(Extracted records)
++++++

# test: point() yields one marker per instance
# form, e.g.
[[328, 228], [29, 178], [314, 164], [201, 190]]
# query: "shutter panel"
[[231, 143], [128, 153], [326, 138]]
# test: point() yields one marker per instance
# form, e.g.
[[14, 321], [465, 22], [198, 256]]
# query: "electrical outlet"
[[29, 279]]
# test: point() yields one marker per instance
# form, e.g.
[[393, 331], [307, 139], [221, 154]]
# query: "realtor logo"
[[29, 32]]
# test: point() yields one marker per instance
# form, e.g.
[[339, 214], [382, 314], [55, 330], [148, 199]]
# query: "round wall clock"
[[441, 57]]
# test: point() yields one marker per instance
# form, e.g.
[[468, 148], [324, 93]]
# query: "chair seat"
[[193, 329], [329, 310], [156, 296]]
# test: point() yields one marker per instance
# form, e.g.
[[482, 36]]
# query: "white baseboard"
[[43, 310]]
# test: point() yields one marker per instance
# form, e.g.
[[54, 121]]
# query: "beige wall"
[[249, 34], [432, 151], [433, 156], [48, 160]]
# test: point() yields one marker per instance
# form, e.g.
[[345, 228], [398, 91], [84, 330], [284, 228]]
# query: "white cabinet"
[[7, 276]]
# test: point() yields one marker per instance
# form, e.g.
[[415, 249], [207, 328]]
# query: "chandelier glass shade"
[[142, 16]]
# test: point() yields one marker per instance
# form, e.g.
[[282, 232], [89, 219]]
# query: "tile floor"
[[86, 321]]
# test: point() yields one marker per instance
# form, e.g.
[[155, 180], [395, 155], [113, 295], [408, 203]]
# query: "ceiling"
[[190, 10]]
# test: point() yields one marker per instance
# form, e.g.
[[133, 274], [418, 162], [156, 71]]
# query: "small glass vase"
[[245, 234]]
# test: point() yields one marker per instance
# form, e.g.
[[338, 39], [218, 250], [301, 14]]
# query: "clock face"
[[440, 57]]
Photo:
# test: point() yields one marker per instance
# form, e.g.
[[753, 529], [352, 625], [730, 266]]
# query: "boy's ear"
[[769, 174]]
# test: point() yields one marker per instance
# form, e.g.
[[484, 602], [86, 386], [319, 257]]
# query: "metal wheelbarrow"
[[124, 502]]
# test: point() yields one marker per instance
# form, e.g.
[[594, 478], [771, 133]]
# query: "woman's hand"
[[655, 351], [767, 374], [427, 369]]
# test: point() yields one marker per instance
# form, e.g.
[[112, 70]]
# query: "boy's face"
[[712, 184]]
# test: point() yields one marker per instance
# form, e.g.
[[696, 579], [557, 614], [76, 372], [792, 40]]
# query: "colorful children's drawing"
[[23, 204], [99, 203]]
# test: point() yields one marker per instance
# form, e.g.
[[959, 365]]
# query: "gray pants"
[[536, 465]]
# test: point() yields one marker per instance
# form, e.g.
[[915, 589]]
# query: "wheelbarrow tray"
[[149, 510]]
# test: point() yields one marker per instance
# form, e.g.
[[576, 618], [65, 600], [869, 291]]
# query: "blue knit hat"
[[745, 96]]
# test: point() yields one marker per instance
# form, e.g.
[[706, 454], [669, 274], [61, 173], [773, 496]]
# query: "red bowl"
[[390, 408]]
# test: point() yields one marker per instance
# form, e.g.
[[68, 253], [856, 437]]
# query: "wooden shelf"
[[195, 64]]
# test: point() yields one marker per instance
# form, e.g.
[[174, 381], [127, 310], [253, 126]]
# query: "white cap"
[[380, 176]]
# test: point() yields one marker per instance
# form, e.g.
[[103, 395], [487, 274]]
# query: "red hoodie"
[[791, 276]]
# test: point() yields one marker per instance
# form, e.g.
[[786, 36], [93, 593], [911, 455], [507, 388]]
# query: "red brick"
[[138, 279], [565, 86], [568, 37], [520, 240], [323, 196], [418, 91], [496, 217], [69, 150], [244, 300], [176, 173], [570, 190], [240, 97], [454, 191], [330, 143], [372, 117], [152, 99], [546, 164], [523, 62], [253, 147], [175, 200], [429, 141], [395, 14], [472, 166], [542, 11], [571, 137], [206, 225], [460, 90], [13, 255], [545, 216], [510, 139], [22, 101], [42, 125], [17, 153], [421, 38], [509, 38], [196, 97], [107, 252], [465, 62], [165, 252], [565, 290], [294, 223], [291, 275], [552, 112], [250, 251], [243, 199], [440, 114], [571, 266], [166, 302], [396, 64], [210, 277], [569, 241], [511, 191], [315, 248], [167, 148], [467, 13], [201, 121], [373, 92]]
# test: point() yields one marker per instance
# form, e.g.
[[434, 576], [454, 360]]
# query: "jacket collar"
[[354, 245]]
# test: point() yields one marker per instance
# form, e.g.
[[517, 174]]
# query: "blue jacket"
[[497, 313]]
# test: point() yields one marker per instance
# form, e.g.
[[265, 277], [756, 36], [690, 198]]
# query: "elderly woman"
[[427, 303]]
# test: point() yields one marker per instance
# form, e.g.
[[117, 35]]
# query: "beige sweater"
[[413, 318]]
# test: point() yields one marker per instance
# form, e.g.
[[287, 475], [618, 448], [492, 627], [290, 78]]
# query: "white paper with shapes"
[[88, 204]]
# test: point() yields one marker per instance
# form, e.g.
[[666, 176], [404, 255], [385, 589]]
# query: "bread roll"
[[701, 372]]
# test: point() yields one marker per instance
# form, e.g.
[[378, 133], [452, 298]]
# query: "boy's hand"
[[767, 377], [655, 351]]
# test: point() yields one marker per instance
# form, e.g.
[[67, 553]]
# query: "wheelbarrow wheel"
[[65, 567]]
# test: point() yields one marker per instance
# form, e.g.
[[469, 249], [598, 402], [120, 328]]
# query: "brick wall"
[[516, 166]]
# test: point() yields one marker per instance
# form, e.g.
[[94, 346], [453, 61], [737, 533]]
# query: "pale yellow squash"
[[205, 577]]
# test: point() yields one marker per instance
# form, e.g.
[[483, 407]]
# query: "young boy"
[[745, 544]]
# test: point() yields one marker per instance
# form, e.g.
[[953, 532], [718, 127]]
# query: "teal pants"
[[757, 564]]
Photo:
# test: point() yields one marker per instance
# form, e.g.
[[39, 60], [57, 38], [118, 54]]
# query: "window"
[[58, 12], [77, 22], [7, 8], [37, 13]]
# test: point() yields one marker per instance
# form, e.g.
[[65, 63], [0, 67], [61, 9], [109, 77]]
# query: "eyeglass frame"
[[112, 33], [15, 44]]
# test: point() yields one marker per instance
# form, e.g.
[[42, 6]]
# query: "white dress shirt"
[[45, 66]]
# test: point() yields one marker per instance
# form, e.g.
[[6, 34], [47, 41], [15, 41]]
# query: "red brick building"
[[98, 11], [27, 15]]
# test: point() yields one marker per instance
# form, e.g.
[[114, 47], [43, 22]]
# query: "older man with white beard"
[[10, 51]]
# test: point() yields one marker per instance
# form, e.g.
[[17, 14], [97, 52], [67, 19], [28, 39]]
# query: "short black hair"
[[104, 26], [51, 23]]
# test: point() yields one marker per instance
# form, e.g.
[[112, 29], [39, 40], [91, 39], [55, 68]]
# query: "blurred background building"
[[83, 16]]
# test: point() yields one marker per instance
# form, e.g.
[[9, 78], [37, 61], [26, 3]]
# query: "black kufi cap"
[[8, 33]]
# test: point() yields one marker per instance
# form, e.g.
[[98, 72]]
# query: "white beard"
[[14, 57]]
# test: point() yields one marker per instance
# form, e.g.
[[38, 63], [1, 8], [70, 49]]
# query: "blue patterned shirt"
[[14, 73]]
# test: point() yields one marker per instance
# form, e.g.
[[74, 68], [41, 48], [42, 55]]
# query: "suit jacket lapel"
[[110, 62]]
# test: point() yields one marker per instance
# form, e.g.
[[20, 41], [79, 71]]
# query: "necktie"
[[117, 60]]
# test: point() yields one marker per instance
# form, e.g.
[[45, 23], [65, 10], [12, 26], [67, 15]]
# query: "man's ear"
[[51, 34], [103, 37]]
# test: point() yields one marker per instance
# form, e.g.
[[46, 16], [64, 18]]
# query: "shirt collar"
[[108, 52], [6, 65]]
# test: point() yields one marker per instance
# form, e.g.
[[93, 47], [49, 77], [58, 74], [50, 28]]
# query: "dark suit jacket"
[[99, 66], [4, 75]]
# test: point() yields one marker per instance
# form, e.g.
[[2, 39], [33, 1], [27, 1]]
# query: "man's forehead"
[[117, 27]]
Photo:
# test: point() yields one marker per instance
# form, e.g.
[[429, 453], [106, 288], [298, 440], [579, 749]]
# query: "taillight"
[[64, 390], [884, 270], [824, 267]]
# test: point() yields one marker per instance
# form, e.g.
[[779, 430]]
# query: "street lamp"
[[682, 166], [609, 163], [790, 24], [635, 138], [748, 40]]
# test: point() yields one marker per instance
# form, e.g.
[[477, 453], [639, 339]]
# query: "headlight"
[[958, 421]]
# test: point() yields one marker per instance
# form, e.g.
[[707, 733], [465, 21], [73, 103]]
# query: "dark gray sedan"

++++++

ABOUT THIS TASK
Transcribe the lines from the first line of the records through the line that contains "[[54, 121]]", both included, and add nothing else.

EXERCISE OUTPUT
# test: point() yields one marker per instance
# form, e.g.
[[328, 228], [29, 178], [314, 164], [201, 190]]
# query: "shutter panel"
[[231, 143], [128, 153], [326, 138]]
# test: point() yields one marker per instance
# form, e.g.
[[14, 321], [465, 22], [198, 256]]
# query: "electrical outlet"
[[29, 279]]
# test: point() yields one marker per instance
# form, e.g.
[[393, 331], [307, 139], [221, 154]]
# query: "realtor logo"
[[29, 32]]
# test: point() yields one marker per instance
# form, e.g.
[[339, 214], [382, 314], [55, 330], [148, 199]]
# query: "round wall clock"
[[441, 57]]
# test: point() yields one marker per instance
# form, e.g.
[[468, 148], [324, 93]]
# query: "chair seat"
[[193, 329], [329, 310], [156, 296]]
# test: point() yields one marker per instance
# form, e.g.
[[482, 36]]
# query: "white baseboard"
[[43, 310]]
# test: point() yields one marker per instance
# form, e.g.
[[54, 121]]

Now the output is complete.